→ **APPLY WHAT YOU READ**
a: In the article on USNS Sgt. Sylvester Antolak, on what date was the ship launched?
b: From the article on USNS Sgt. Sylvester Antolak, list every date that appears in the paragraph under the heading "US Army service".
c: Print the part of the article on USNS Sgt. Sylvester Antolak that opens with the words containing "- Draft: 29" and closes with "mph; 30 km/h)".

General characteristics
- Class & type: Boulder Victory-class cargo ship
- Displacement: 4,480 long tons (4,550 t) (standard); 15,580 long tons (15,830 t) (full load);
- Length: 455 ft (139 m)
- Beam: 62 ft (19 m)
- Draft: 29 ft 2 in (8.89 m)
- Installed power: 8,500 shp (6,300 kW)
- Propulsion: 1 × cross compound steam turbine; 1 × shaft;
- Speed: 16 kn (18 mph; 30 km/h)
- Troops: 1,070
- Complement: 112 officers and enlisted
- Armament: none

= USNS Sgt. Sylvester Antolak =

Cargo ship of the United States Navy

USNS Sgt. Sylvester Antolak (AP-192/T-AP-192) was a that served as a United States Army Transport, and in the United States Navy's Military Sea Transportation Service, in the post-World War II period.

The ship was a VC2-S-AP-2 type Victory ship built under a Maritime Commission contract (MCV hull 830). Laid down as the Stetson Victory on 3 May 1945 by the Bethlehem-Fairfield Shipyard, Inc., Baltimore, Maryland, and launched on 16 June 1945; sponsored by Mrs. Joe Hendricks; and delivered to the Maritime Commission's War Shipping Administration on 18 July 1945 for operation by Isbrandtsen Co., Inc.

==Service history==
===US Army service===
After operating under government contract for a year, Stetson Victory was returned to the War Shipping Administration in July 1946, and was transferred to the War Department for operation by the Army. Renamed USAT Sgt. Sylvester Antolak on 31 October 1947, the ship carried Army passengers and cargo across the globe. On 2 December 1948, the troop transport left Yokohama, Japan, with over 1,000 officers and enlisted men of 317th Troop Carrier Wing (Heavy) embarked. After a 40-day voyage the ship arrived in Bremerhaven, Germany, on 9 January 1949, delivering the personnel in support of the Berlin Airlift. The transport was then returned to the Maritime Commission for berthing at Suisun Bay, California, in the National Defense Reserve Fleet.

→ **MATERIAL PROVIDED**
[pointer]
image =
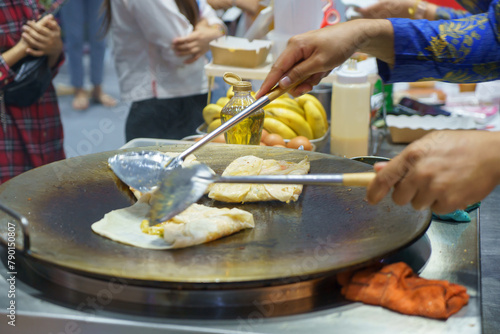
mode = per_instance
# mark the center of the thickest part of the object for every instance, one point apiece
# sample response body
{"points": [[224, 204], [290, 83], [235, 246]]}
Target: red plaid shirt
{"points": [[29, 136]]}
--
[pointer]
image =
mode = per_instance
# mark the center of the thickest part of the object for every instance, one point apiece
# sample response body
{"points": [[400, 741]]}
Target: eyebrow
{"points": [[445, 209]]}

→ **ANSWERS PROVIDED**
a: 16 June 1945

b: July 1946; 31 October 1947; 2 December 1948; 9 January 1949

c:
- Draft: 29 ft 2 in (8.89 m)
- Installed power: 8,500 shp (6,300 kW)
- Propulsion: 1 × cross compound steam turbine; 1 × shaft;
- Speed: 16 kn (18 mph; 30 km/h)